[Records from a dataset]
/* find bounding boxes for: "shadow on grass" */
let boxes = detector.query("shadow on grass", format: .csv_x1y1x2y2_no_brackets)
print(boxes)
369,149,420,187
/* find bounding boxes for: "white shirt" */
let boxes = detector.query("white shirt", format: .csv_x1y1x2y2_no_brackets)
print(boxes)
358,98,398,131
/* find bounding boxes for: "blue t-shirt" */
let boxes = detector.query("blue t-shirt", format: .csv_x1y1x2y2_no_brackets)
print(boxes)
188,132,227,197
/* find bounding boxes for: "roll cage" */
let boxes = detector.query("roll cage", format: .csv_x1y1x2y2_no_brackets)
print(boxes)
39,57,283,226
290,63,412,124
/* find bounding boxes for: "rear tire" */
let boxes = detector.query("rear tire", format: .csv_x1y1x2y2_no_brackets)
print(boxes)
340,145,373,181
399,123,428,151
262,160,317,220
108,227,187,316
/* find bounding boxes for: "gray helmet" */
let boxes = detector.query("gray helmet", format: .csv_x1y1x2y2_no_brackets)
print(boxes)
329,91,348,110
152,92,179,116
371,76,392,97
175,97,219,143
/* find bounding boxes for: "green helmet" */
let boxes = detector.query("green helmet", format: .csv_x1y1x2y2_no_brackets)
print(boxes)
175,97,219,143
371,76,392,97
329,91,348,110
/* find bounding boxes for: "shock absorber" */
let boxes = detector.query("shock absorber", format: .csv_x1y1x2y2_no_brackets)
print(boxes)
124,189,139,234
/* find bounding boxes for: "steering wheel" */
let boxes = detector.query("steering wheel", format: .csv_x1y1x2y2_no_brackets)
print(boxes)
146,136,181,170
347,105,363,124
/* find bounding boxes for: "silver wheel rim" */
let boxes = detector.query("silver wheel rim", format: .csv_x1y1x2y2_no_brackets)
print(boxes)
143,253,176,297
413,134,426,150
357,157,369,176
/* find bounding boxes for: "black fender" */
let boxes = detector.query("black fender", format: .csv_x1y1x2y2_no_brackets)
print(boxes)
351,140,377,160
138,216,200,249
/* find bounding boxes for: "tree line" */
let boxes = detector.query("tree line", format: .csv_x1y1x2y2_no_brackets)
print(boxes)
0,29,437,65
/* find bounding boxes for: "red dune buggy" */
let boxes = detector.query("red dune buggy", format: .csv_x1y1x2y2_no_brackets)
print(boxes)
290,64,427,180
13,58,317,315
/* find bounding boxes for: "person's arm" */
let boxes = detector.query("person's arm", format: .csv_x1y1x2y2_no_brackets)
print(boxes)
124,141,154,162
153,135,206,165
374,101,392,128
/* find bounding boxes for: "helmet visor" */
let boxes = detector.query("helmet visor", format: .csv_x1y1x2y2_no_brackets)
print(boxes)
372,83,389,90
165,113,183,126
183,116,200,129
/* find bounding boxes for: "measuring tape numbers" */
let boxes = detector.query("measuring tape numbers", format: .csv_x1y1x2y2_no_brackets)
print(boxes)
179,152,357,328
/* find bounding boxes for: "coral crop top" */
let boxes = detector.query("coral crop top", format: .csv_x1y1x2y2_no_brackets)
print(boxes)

--

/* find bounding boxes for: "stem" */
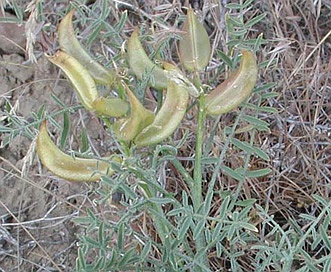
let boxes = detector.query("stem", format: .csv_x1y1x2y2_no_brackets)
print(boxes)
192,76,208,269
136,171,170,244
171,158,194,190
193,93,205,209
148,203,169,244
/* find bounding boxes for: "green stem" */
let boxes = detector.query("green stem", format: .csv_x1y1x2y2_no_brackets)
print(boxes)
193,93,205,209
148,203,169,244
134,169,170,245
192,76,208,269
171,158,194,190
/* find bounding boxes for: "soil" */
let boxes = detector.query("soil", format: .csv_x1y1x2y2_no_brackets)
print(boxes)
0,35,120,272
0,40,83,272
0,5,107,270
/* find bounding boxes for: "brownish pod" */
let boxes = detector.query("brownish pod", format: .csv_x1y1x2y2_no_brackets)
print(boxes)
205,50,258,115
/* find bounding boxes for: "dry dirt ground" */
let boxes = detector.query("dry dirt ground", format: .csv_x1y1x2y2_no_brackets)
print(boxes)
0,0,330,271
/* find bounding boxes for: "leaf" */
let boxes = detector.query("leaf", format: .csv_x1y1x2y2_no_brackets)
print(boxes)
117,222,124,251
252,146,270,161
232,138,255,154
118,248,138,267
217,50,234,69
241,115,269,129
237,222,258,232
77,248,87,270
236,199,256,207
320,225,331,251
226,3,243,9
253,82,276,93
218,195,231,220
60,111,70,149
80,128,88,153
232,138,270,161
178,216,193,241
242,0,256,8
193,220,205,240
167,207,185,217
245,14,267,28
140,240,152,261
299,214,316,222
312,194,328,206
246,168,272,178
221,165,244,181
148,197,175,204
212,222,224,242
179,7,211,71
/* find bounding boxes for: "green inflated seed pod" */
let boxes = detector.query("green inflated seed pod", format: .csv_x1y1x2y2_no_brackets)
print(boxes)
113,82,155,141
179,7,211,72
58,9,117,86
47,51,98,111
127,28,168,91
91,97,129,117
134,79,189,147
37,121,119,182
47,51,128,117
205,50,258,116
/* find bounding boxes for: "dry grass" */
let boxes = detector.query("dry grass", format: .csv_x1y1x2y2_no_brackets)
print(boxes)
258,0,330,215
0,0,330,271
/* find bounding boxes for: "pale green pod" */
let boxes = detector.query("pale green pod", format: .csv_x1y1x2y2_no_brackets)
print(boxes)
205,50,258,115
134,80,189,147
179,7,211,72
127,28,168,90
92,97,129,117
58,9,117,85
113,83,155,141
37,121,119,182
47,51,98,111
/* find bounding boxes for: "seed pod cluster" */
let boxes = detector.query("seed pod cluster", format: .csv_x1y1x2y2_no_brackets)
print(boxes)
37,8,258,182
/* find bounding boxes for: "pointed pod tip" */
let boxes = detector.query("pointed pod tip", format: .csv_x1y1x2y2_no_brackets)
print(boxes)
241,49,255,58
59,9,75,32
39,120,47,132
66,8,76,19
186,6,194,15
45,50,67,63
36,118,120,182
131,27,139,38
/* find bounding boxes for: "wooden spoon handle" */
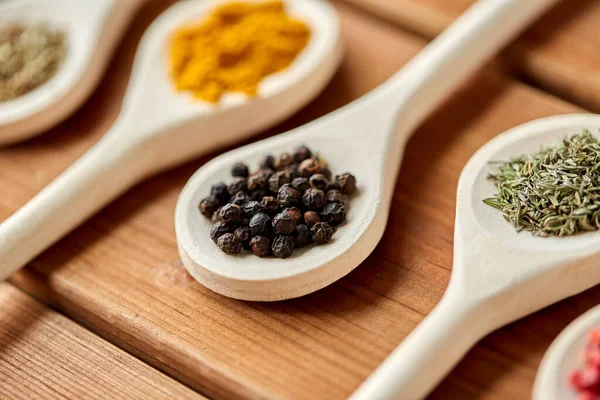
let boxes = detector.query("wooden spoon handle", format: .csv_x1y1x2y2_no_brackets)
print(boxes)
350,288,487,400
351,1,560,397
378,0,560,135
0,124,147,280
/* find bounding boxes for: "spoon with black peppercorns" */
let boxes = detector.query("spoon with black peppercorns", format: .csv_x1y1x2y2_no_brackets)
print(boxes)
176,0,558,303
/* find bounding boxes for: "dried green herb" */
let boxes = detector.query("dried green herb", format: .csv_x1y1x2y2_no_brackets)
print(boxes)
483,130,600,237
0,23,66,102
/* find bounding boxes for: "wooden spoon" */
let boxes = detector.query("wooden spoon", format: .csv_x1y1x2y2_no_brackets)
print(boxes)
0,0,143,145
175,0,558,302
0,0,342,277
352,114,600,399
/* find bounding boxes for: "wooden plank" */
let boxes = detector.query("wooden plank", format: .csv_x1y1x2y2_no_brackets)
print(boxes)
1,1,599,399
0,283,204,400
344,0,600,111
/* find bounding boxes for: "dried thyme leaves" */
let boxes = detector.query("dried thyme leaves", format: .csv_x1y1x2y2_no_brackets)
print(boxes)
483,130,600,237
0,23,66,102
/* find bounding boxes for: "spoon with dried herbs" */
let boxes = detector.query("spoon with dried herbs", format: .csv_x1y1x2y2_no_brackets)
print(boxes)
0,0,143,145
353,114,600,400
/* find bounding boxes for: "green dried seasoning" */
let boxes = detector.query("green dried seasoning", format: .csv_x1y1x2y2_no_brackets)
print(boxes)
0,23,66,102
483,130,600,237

TASK
Copy down every line of the entries containing the word "helmet".

OUTPUT OF THE TASK
/* find bounding boxes for: "gray helmet" */
let boxes = detector.query("gray helmet", format: .csv_x1y1x2y2_no_brackets)
/* find bounding boxes for: "green helmet" */
let boxes = detector.query("green helmet", format: .csv_x1y1x2y2_no_brackets)
/* find bounding boxes for: "helmet visor" */
let boxes = detector.query("helmet visor", format: .csv_x1y1x2y2_no_brackets)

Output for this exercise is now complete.